# PROBLEM DETAILS
Convert each line of the listing below into a JSON list of strings, one string per line, omitting blank lines. Exclude the pictures from the output.

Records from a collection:
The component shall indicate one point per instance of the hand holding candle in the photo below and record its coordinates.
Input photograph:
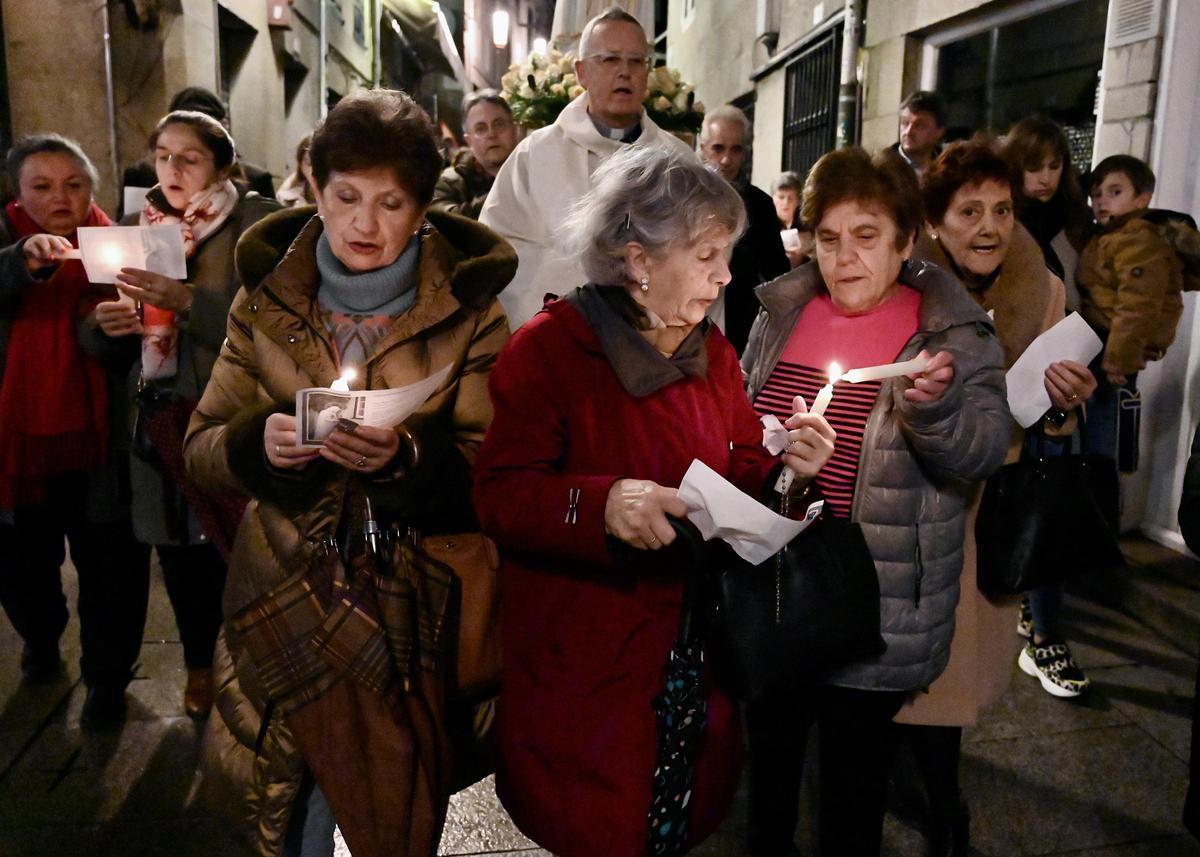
(810, 442)
(826, 394)
(42, 251)
(929, 384)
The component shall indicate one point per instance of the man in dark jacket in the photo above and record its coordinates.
(759, 255)
(491, 136)
(922, 127)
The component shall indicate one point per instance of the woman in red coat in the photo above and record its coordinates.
(603, 401)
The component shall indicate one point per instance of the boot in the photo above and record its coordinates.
(198, 694)
(948, 835)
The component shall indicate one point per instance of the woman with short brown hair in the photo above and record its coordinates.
(907, 450)
(371, 280)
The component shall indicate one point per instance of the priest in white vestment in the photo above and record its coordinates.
(552, 167)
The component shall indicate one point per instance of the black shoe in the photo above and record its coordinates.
(948, 835)
(103, 707)
(40, 664)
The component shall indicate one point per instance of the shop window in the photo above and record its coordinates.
(810, 102)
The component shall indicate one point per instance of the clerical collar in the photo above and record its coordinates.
(621, 135)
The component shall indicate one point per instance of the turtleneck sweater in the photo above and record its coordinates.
(359, 306)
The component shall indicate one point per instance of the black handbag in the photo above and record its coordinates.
(1044, 517)
(811, 609)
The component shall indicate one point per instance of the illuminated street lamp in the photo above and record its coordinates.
(501, 28)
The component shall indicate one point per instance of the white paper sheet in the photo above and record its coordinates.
(106, 250)
(1071, 339)
(318, 408)
(774, 435)
(719, 509)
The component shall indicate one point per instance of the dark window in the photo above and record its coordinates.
(810, 105)
(234, 40)
(5, 118)
(1048, 64)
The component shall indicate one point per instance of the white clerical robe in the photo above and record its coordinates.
(543, 178)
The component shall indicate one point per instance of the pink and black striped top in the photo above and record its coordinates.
(823, 335)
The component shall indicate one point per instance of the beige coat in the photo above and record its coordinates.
(1027, 299)
(276, 346)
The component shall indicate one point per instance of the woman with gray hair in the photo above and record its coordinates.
(59, 474)
(601, 402)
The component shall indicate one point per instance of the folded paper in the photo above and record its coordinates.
(720, 510)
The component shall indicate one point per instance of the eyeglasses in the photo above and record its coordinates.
(181, 160)
(628, 63)
(496, 126)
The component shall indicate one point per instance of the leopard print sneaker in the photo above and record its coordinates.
(1053, 665)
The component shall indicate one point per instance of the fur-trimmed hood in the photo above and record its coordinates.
(480, 263)
(1020, 294)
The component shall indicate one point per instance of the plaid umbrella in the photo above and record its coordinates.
(681, 712)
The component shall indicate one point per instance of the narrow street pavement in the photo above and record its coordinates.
(1103, 777)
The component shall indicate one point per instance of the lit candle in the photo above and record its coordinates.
(343, 383)
(823, 397)
(892, 370)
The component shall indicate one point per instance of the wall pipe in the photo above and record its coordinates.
(847, 93)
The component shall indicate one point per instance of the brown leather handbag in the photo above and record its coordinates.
(474, 611)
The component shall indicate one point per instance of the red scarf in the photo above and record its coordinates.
(53, 397)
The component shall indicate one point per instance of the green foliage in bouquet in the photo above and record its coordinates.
(541, 87)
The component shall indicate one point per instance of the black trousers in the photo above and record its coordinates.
(195, 576)
(114, 579)
(856, 742)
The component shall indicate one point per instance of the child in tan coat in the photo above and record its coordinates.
(1131, 282)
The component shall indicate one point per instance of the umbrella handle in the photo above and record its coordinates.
(690, 541)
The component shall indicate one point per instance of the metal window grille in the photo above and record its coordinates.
(810, 106)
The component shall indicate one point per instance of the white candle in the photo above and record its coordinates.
(343, 383)
(826, 395)
(892, 370)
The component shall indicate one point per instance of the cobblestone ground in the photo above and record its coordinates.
(1103, 777)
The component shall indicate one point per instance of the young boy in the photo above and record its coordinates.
(1131, 282)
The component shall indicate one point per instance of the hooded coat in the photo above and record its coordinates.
(918, 466)
(276, 346)
(1027, 300)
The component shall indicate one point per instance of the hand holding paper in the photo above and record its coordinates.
(1071, 339)
(720, 510)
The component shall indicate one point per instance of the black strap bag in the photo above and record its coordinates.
(813, 607)
(1044, 517)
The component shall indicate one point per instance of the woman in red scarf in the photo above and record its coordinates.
(59, 478)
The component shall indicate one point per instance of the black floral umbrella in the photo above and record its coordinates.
(681, 712)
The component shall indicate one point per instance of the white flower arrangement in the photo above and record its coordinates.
(543, 85)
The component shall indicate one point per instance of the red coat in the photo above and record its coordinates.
(586, 636)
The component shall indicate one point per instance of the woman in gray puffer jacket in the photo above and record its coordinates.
(909, 455)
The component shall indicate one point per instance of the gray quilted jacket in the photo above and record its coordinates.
(917, 466)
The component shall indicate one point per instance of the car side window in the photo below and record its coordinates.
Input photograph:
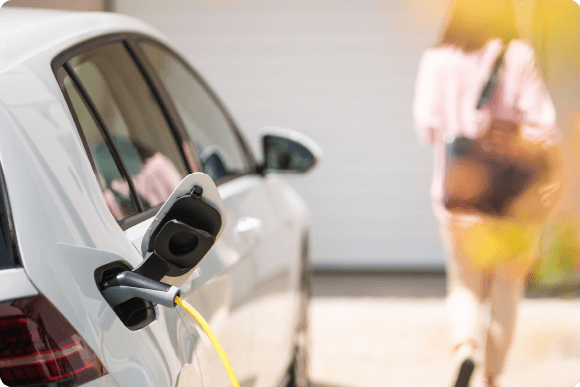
(120, 202)
(135, 123)
(218, 147)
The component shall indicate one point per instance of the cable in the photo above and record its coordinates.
(212, 337)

# WRITTEN ANSWER
[
  "The component shall indicate one point per instance of the hand holding candle in the photo below and record its coordinates.",
  "Input photograph:",
  "(810, 442)",
  "(826, 394)",
  "(42, 251)",
  "(929, 384)",
  "The component shall indicate one point per instance of the man in dark jacket in the photo above and record its coordinates.",
  "(759, 255)",
  "(491, 136)",
  "(922, 127)",
  "The component shall indicate one point per instance of the woman in red coat in the photo above and record its coordinates.",
  "(603, 401)",
  "The component shall indicate one point per instance of the boot in the photo above and record its coordinates.",
  "(198, 694)",
  "(948, 835)",
  "The component shall indicate one point per instance of the woman with short brown hair in the photo above and record its coordinates.",
  "(907, 450)",
  "(371, 280)",
  "The component shall indicate one point per instance of the priest in white vestment in the photo above and record its coordinates.",
  "(552, 167)",
  "The component shall indicate one point per instance of the black shoe in the photo above and record its coordinates.",
  "(948, 835)",
  "(103, 707)",
  "(40, 664)",
  "The component shall indicate one point per instance of the shop window in the photo above and record its coordinates.",
  "(810, 102)",
  "The component shall indicate one point per instance of the clerical collar in the photo above and record its coordinates.",
  "(621, 135)",
  "The component shall indicate one point per instance of the turtleneck sweater in the photo above and record its coordinates.",
  "(359, 306)",
  "The component shall indicate one point per instance of the black handbag in the photo above and record its coordinates.",
  "(1044, 517)",
  "(811, 609)",
  "The component shall indicate one point per instance of the illuminated street lamp in the photo above and record its coordinates.",
  "(501, 28)",
  "The component shall indicate one point per instance of the white paper sheet in the photo above and record its coordinates.",
  "(106, 250)",
  "(1071, 339)",
  "(318, 408)",
  "(774, 435)",
  "(719, 509)",
  "The component shall indicate one point per instance of the dark window in the photo above and record its coordinates.",
  "(810, 105)",
  "(234, 40)",
  "(5, 118)",
  "(1048, 64)",
  "The component shall indicate one point per instance of the white clerical robe in the photo above and record its coordinates.",
  "(543, 178)",
  "The component shall indicate one point per instance of the pink and black striped top in the photo above and record its coordinates.",
  "(823, 335)",
  "The component shall indicate one point per instance of the beige coat in the photo above and record its coordinates.",
  "(1027, 299)",
  "(276, 346)",
  "The component shall indicate one point per instance of the woman with gray hair in the photo above and record its coordinates.",
  "(59, 474)",
  "(601, 402)",
  "The component shall indicate one point per instance of the folded paper in the photo above and record its coordinates.",
  "(720, 510)",
  "The component shall indicate one point per instance of the eyeglasses in the photo above and record its coordinates.",
  "(181, 160)",
  "(628, 63)",
  "(496, 126)",
  "The component shall indicate one point per instance of the leopard print sneaker in the photo above and record its coordinates.",
  "(1053, 665)",
  "The component shall indicate one point per instance of the fur-trimmed hood in the photo above and record its coordinates.",
  "(480, 263)",
  "(1020, 294)",
  "The component shall indicate one point per instance of the plaid umbrella in the photo above and record its coordinates.",
  "(681, 712)",
  "The component shall indicate one point per instance of the narrow street pavement in the photo above and record its coordinates.",
  "(1103, 777)",
  "The component shall indicate one point per instance of the lit candle in the photo above and record its coordinates.",
  "(343, 383)",
  "(823, 397)",
  "(892, 370)",
  "The component shall indicate one point per instance of the wall pipe in the photo above and record its coordinates.",
  "(847, 93)",
  "The component shall indicate one point per instance of the brown leather handbag in the photo above and record its coordinates.",
  "(474, 611)",
  "The component shall indicate one point per instance of the red scarf in the photo above and record its coordinates.",
  "(53, 397)",
  "The component shall indicate one point per instance of the green foliage in bouquet in the photo above and record its coordinates.",
  "(541, 87)",
  "The component shall indicate one point per instance of the black trousers in the photo above and record its coordinates.",
  "(195, 576)",
  "(114, 579)",
  "(856, 742)",
  "The component shall indicate one point per instance of the child in tan coat in the photo above and record its coordinates.",
  "(1131, 282)",
  "The component shall indicate one point per instance of the umbrella handle in the photo above and record its coordinates.",
  "(690, 541)",
  "The component shall indicate one point per instance of the metal window grille in the photo above and record its coordinates.",
  "(810, 106)",
  "The component shall indicate one point per instance of the white candle in the photo above and record its coordinates.",
  "(343, 383)",
  "(826, 395)",
  "(892, 370)",
  "The component shall indicate one point per instance of the cobblestone ground in the photo above and record its coordinates.",
  "(1103, 777)",
  "The component shall indicate one point per instance of the young boy in the photo above and record its coordinates.",
  "(1131, 282)",
  "The component shall indicate one point per instance of the hooded coat in the photo above and record its coordinates.",
  "(918, 466)",
  "(276, 346)",
  "(1027, 300)",
  "The component shall indicate one point per instance of the hand holding paper in the photo above and record its coordinates.",
  "(1071, 339)",
  "(720, 510)",
  "The component shall indicate one point per instance of the black strap bag in the photo above and record its coordinates.",
  "(813, 607)",
  "(1044, 517)",
  "The component shall indicate one point per instance of the woman in red scarf in the photo above and record its coordinates.",
  "(59, 478)",
  "The component shall indicate one point per instance of the black floral umbrella in the photo above and record its coordinates.",
  "(681, 712)",
  "The component shall indicate one point per instance of the white flower arrangement in the photo above and record its coordinates.",
  "(543, 85)",
  "The component shall indicate one point per instance of the red coat in the photo above and record its coordinates.",
  "(586, 636)",
  "The component shall indicate one point per instance of the woman in gray puffer jacket in the photo above and record its coordinates.",
  "(909, 455)",
  "The component shall indicate one point per instance of the gray quilted jacket in the photo above and record its coordinates.",
  "(917, 466)",
  "The component shall indicate one point per instance of the car side window in the photo below and record its coordinates.",
  "Input photograph:",
  "(120, 202)",
  "(135, 123)",
  "(218, 147)",
  "The component shall indicate one point per instance of the cable in the photo above and record its coordinates.",
  "(212, 337)"
]